* Extrait du document *
---------------

Ce dernier mois de l’année 2002, je devais écrire à la demande de M. Retnani mon éditeur — rencontré à « la croisée des chemins » — ce préambule à la réédition des Regraga, en tant que piste de recherche féconde aussi bien pour l’auteur que pour tous ceux qui ont marché sur ses pas. Le destin en a décidé autrement, et c’est finalement d’une prière de l’absent qu’il s’agit. Mon seul mérite, était d’avoir accompagné les Regraga, en tenant un journal de route, rendant visible ce qui était jusque-là « invisible », donnant existence spatio-temporelle à ce qui n’était connu que sous la forme de légendes. Et Comme le dit si bien un vieux dicton marocain : « Allez aux pèlerinages, vous brillez comme des fleurs, restez chez vous, vous serez comme une terre en friche ». En ce 14 décembre 2002, j’accompagne donc mon père à sa dernière demeure, alors que les plaines côtières sont couvertes de verdure lumineuse et précoce, exactement comme à l’aube des années 1980, lorsqu’il m’avait accompagné jusqu’à la porte des Doukkala, d’où je devais me rendre pour la première fois chez les Regraga.

La légende des sept saints regraga s’inscrit dans une vielle tradition méditerranéenne dont la source serait celle des Sept Dormants d’Ephèse en Turquie comme le soulignait en 1957 Louis Massignon :

« En Islam, il s’agit avant tout de « vivre » la sourate XVIII du Qora’n, qui lie les VII dormants à Elie (khadir), maître de la direction spirituelle - et la résurrection des corps dont ils sont les hérauts, avant coureur du Mehdi, au seuil du jugement, avec la transfiguration des âmes, dont les règles de vie érémitiques issues d’Elie sont la clé. Ce culte a donc persisté en Islam, à la fois chez les Chiites et les Sunnites mystiques. »

En Bretagne, par où les sept saints Regraga, auraient passé à leur retour de La Mecque avant d’accoster par leur nef au port d’Agoz à l’embouchure de l’oued Tensift, Massignon notait :

« En Bretagne spécialement, le nombre des Sept Dormants raviva une très ancienne dévotion celtique au septénaire, seul nombre virginal dans la décade (Pythagore), chiffre archétypique du serment. On est tenté de penser que c’est une dévotion locale aux sept d’Ephèse, qui a précédé et provoqué les cultes locaux aux VII saints en Bretagne. »

---------------

* Éléments provenant d'une source de données *
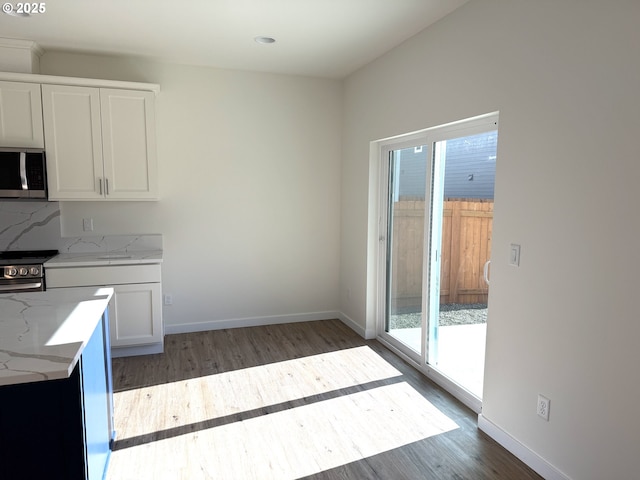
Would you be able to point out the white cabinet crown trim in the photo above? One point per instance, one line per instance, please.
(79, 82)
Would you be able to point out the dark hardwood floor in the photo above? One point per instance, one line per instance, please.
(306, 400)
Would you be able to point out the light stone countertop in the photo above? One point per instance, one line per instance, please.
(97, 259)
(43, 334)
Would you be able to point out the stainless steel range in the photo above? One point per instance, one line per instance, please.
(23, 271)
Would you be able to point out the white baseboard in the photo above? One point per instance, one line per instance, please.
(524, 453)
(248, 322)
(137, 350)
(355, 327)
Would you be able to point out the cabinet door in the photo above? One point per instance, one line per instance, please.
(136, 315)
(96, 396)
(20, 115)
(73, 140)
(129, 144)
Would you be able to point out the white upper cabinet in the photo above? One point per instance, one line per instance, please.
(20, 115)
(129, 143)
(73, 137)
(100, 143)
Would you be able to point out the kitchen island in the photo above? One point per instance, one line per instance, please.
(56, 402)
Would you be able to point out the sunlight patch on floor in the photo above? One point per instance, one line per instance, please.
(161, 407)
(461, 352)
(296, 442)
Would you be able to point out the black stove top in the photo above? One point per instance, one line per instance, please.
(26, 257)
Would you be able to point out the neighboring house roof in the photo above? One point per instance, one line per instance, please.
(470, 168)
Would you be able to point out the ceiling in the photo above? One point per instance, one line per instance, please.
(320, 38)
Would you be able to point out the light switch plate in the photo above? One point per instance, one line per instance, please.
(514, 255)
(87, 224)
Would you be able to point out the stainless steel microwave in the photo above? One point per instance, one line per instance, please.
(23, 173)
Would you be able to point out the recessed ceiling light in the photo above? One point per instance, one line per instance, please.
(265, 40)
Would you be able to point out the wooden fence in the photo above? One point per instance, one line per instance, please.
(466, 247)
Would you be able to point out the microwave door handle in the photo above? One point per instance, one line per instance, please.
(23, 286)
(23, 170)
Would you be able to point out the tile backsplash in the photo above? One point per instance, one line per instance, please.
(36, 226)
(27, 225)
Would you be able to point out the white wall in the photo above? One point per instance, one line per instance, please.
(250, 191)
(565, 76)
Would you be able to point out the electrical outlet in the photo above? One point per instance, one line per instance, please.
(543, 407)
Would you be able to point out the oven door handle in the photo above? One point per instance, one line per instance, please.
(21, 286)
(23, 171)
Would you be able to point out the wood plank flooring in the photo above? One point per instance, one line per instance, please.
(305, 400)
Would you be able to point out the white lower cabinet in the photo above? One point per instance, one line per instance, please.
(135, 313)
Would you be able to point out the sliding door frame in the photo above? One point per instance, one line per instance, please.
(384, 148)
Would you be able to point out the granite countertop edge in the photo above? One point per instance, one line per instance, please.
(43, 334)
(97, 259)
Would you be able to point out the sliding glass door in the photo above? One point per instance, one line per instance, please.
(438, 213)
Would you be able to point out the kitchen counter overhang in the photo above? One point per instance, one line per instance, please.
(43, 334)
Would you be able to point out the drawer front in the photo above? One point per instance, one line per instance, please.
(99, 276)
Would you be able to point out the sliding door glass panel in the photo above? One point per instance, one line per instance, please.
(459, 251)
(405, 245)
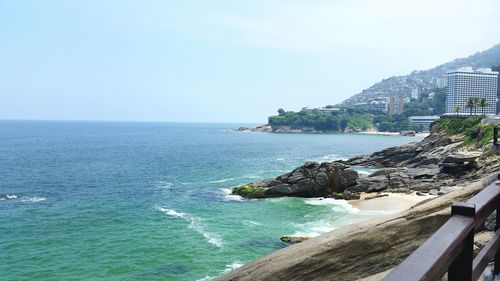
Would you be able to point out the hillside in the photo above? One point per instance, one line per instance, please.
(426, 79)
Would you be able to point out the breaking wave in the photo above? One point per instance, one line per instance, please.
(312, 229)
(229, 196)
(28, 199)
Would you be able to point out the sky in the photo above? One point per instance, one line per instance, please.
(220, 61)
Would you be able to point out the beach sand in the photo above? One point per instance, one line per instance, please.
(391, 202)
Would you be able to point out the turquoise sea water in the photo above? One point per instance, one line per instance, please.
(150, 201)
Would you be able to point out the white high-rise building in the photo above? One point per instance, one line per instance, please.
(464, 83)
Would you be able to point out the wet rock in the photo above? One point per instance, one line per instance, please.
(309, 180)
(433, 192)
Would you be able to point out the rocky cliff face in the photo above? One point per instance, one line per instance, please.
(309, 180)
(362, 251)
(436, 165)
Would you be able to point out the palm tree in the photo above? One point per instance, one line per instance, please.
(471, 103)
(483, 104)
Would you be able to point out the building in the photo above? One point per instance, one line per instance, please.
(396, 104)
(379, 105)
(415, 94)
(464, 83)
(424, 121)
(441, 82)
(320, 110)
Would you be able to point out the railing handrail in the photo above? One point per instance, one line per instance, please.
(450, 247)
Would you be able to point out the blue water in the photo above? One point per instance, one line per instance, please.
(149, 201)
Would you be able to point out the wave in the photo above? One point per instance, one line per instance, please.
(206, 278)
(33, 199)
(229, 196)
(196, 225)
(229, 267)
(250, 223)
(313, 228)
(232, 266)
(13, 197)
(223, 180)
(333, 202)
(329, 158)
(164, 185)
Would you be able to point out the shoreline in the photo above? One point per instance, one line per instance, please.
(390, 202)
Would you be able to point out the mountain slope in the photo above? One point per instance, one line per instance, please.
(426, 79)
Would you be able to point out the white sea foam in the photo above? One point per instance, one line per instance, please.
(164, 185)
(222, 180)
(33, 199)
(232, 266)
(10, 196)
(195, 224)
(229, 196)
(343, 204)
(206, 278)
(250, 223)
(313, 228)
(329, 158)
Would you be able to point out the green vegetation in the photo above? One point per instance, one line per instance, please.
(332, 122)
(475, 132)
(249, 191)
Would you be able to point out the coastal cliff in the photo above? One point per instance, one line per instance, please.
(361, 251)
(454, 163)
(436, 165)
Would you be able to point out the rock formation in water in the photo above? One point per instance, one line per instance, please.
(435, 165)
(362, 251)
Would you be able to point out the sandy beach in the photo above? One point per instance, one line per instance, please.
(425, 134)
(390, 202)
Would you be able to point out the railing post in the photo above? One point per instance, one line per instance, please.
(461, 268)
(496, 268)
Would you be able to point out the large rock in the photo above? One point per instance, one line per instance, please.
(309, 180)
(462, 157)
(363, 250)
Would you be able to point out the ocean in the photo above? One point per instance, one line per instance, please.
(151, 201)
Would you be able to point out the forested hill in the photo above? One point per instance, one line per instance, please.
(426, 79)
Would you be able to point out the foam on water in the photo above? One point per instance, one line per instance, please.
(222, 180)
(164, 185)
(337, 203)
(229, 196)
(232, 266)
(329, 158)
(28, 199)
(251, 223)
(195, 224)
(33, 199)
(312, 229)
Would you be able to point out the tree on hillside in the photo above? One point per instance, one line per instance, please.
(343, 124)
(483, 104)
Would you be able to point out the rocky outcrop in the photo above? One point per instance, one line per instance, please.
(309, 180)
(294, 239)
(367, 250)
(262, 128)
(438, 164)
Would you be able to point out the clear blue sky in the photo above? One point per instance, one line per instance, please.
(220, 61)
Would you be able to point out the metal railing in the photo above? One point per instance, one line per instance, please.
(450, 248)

---------------

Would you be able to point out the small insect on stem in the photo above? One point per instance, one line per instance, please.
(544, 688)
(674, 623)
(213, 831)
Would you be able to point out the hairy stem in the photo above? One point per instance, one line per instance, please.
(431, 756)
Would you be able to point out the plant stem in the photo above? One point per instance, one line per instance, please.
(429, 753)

---------------

* Objectif 1 *
Répondez aux questions suivantes sur l'extrait consacré aux Regraga :
(a) À quelle date l'auteur accompagne-t-il son père à sa dernière demeure ?
(b) En quelle année Louis Massignon faisait-il sa remarque sur la tradition des Sept Dormants d'Éphèse ?
(c) Dans quel port les sept saints Regraga auraient-ils accosté par leur nef ?
* Objectif 2 *
Prolongez l'extrait sur les sept saints Regraga en reprenant juste après sa dernière phrase.
Ce matériel n'est pas nécessaire pour le travail.

* Production attendue 1 *
(a) Le 14 décembre 2002.
(b) En 1957.
(c) Au port d'Agoz, à l'embouchure de l'oued Tensift.

* Production attendue 2 *
Par-delà l’ethnographie d’Essaouira et sa région, mon père a été finalement mon initiateur à l’écriture.

J’écris ces lignes le vendredi, jour de la visite aux morts en ayant une très intense pensée pour mon père, et à ce propos la lecture des « sept serments aux morts » de Carl-Gustav Jung, en date de 1916, m’apporte un certain réconfort, dans la mesure où il y considère le Néant identique à la Plénitude :


« Dans linfini, le plein ne se distingue pas du vide. Le Néant est vide et plein. Le Néant et la Plénitude, nous lappelons Plérôme. Nous nous distinguons du Plérôme en tant que créature limitée dans le temps et lespace ».


Il me plaît beaucoup de penser que ce « Plérôme » de Carl-Gustav Jung est l’équivalent du « Barzakh », cette station stellaire où, selon les musulmans, les âmes mortes reposent en attendant leur résurrection au jour du Jugement dernier. Et à mon sens c’est le refus d’être livré à la dissolution dans le néant qui explique la philosophie profonde des Regraga, qui contribuent à la résurrection du printemps après la mort hivernale exactement comme les Sept Dormants ont ressuscité après une longue dormition. Long voyage des hommes autour du printemps, long voyage de l’âme après la mort. Les prières augmentent les lumières des étoiles, et jettent un pont par-dessus la mort.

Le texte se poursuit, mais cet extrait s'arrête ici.